## [EXERCISE DIRECTIONS]
When you repeat the entries below, keep each word exactly as it is and drop the pictures.

** Opening EXERCISE INPUT block **

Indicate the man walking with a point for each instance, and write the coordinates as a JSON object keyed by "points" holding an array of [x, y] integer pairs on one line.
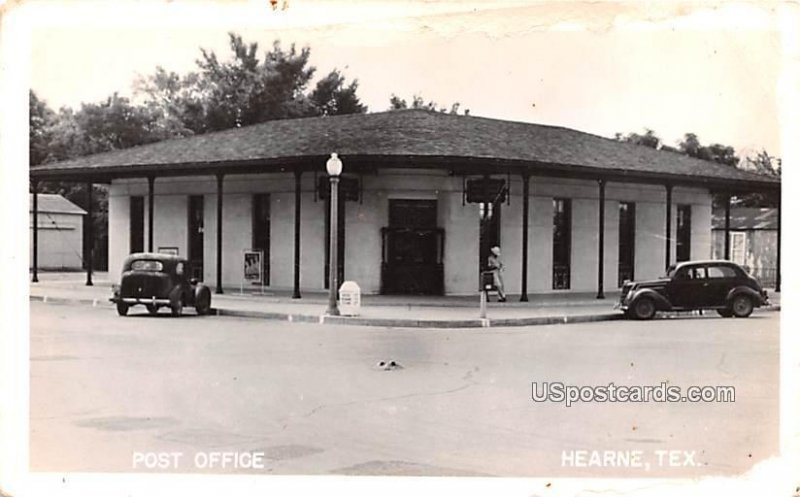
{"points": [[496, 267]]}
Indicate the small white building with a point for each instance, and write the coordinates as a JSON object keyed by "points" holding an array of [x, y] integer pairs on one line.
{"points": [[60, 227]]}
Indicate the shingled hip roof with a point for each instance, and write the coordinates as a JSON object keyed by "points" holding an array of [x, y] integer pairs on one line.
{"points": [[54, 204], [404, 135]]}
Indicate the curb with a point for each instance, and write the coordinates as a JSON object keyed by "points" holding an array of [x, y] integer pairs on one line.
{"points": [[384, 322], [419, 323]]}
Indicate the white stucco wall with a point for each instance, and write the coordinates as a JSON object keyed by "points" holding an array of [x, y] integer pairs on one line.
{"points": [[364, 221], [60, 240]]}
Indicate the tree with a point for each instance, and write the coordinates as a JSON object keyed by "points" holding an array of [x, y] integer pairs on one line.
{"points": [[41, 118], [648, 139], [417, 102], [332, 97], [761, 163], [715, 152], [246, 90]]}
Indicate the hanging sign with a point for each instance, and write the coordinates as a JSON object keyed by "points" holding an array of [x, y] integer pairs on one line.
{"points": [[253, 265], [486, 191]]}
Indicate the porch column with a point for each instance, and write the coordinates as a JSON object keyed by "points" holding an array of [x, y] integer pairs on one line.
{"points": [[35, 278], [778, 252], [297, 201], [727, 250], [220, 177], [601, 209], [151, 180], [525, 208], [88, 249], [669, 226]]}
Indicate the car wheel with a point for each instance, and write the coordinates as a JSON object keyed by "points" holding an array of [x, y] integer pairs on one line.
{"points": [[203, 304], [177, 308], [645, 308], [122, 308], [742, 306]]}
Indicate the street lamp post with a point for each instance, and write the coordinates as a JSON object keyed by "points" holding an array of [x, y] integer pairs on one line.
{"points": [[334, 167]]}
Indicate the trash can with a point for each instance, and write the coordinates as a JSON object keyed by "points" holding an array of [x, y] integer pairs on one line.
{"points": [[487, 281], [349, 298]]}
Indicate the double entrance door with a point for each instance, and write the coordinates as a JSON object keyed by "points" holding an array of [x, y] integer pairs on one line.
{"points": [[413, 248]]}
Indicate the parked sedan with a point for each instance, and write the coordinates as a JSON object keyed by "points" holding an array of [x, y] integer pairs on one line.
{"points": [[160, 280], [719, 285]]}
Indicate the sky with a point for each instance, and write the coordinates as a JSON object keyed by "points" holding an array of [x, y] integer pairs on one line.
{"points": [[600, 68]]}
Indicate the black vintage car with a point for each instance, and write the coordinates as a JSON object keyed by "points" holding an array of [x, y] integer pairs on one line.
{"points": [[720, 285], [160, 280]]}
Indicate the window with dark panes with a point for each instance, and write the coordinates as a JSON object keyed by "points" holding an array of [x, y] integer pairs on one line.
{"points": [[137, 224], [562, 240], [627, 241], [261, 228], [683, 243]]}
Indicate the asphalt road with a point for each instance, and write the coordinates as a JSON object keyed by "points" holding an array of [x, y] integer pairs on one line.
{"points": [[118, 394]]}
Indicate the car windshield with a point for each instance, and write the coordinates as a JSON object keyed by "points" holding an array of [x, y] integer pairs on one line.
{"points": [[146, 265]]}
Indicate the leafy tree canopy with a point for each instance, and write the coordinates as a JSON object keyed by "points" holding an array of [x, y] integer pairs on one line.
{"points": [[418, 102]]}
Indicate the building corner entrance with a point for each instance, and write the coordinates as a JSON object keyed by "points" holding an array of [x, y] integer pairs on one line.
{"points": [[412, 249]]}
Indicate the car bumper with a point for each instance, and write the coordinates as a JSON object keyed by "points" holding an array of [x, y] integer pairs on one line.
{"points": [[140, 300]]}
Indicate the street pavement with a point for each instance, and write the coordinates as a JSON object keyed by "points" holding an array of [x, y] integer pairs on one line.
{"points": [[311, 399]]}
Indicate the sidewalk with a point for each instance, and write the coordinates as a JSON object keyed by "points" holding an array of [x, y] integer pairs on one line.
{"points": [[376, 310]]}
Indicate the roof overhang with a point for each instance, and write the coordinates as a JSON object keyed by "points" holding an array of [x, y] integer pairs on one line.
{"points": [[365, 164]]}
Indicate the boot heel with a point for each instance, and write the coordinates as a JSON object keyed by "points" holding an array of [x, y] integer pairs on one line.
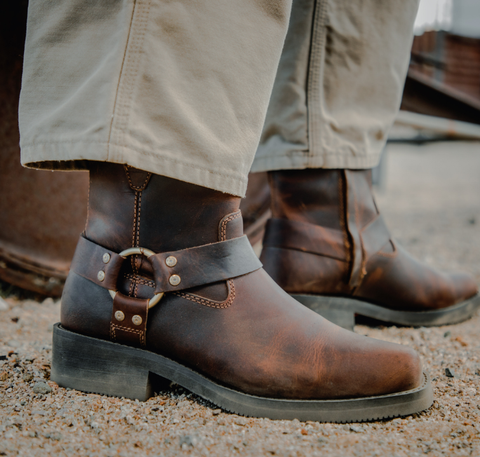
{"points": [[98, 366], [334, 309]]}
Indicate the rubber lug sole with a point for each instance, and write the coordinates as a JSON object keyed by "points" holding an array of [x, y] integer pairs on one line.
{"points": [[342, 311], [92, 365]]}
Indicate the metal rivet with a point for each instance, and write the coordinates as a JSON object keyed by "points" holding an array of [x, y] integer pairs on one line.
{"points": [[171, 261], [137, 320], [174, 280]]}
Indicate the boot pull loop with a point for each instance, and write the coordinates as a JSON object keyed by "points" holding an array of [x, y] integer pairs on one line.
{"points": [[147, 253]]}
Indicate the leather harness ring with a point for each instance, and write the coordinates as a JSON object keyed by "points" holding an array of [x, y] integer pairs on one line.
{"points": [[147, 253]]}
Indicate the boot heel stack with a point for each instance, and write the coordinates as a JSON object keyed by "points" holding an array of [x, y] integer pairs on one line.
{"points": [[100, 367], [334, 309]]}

** Closing EXERCISE INPUT block **

## [COMPLETED EXERCISE]
Indicate the man walking with a point for each instance, and write the coordinates as a JSON object keyed by "points" holding an array of [x, y] integer pairs on one line.
{"points": [[496, 267]]}
Indicate the small white building with a point for each instance, and write the coordinates as a JSON object keyed by "points" holding an array of [x, y] integer pairs on one line.
{"points": [[60, 227]]}
Indicate the shingled hip roof with a point for each instance, and write the coordinates as a JSON object keyed by "points" holding an array of [x, y] integer pairs on one line.
{"points": [[54, 204], [404, 135]]}
Indicate the curb with a point for each instance, and write the coordinates as a JSON object keyed by "points" holding an array of [x, y] integer pairs on one line.
{"points": [[384, 322], [419, 323]]}
Indicate the white stucco wall with a point for each instance, and write the coordinates as a JSON object keyed by "points" holding an array of [x, y] integer pairs on one line.
{"points": [[364, 221], [60, 240]]}
Indicate the tree with a point for each instance, and write the coordinates as a JSON object keyed by "points" holding an array of [x, y] integer pairs on one line.
{"points": [[41, 118], [648, 139], [417, 102], [332, 97], [761, 163], [715, 152], [246, 90]]}
Indicate the hanging sign with a point for each instance, and write the coordinates as a JSON object keyed by "points" holding an array of [x, y] integer pairs on one line.
{"points": [[253, 265], [486, 191]]}
Indicate the porch column with a point for each instance, and write the coordinates as a JSON object keyed by "points" holding an array of [x, y] integer pairs on one line.
{"points": [[35, 278], [778, 252], [297, 201], [727, 250], [220, 177], [601, 209], [151, 180], [525, 208], [88, 249], [669, 226]]}
Indicate the car wheel with a point for each instance, and write the coordinates as a JSON object keyed by "points" holding an array of [x, y] integer pairs on one line.
{"points": [[203, 304], [177, 308], [645, 308], [122, 308], [742, 306]]}
Indicate the street lamp post with a point for each instance, and write the coordinates as a JSON object keyed by "points" holding an array of [x, y] integer pairs on one line.
{"points": [[334, 167]]}
Indicate the trash can with a point for each instance, and write the coordinates as a JSON object keyed by "points" holding an array of [x, y] integer pairs on one line.
{"points": [[487, 281], [349, 298]]}
Indicate the double entrance door with a point for each instance, and write the coordinates as a JSON object keyed by "points" holding an array of [x, y] integer pairs on one line.
{"points": [[413, 248]]}
Indicate the parked sedan with a point for each instance, and write the coordinates as a JSON object keyed by "points" holding an array of [x, y] integer pairs on one line.
{"points": [[160, 280], [719, 285]]}
Indicate the sky with a point for each instance, and write the coordinates as a JSON object keyed by "points" holding an array of [x, y] integer pairs on one line.
{"points": [[600, 68]]}
Indicate the black vintage car with a point for each instance, and write the coordinates as a JSON object keyed by "points" holding an array of [x, y] integer pairs on one line.
{"points": [[720, 285], [160, 280]]}
Indicate the window with dark panes with a point for each instance, and write the coordinates as a JSON object keyed by "points" holding an array of [x, y] integer pairs on one line.
{"points": [[137, 224], [562, 240], [627, 241], [261, 228], [683, 243]]}
Indicate the asphalt road with a point for each instance, and write the coordinates as a JSON object keyed by "points" holding an array of [x, y] integer pairs on one line.
{"points": [[118, 394]]}
Indicate the car windshield with a point for each instance, and write the coordinates as a JSON object keyed by "points" holding an array of [x, y] integer pairs on one line.
{"points": [[146, 265]]}
Indicate the leafy tree canopy with a point for each instance, and write the coordinates as a JSON object keyed by "points" holding an array of [x, y] integer pairs on one line.
{"points": [[418, 102]]}
Indicate the building corner entrance with a point for each instance, and write the coordinates as a JSON object keyed by "points" holding an array of [x, y] integer pairs on one line.
{"points": [[412, 249]]}
Indicate the car bumper with a point for each instance, and write the coordinates as a JSON object keyed by "points" holding an array of [x, y] integer pairs on one line.
{"points": [[140, 300]]}
Indicate the street pavement with a point for each instance, and write the coordinates as a JSON object keyed by "points" holding an array of [x, y] integer pairs on one line.
{"points": [[311, 399]]}
Indicate the sidewalk with a point for each instance, and write the coordinates as a JSON object keyed by "points" holding an array of [x, y] integer pairs on one line.
{"points": [[376, 310]]}
Indicate the roof overhang with a point for each instance, and write the coordinates as a JSON object keyed by "points" holding an array of [x, y] integer pairs on one line.
{"points": [[365, 164]]}
Indicate the boot heel with a point for each instance, and write the coordinates as a JSON object keyed by "points" holding an array of [x, y] integer pairs on one line.
{"points": [[98, 366], [334, 309]]}
Indicate the rubber lug sole with a point for each instance, and write the coordinates as a JSON object keyed by "points" holding an array of [x, y] integer pairs on one line.
{"points": [[342, 311], [92, 365]]}
Indicate the metal rivet with a point for each instance, and write the coordinates as a JSON object keyed by "points" holding an array of [x, y] integer pairs on one line.
{"points": [[171, 261], [137, 320], [174, 280]]}
Indicate the boot pull loop with a point for each instance, and write the coordinates as a JSON object keyed by "points" holding an array of [x, y] integer pairs on one line.
{"points": [[147, 253]]}
Indicate the leather harness ring with a point for each instance, and write the coordinates as a JSON object keyed by "points" holding an array of [x, y] integer pairs on one line.
{"points": [[147, 253]]}
Indicate the boot heel stack with a point for each instance, and write the coordinates as a JSON object keyed by "points" holding an array of [x, y] integer pairs on one line.
{"points": [[100, 367], [334, 309]]}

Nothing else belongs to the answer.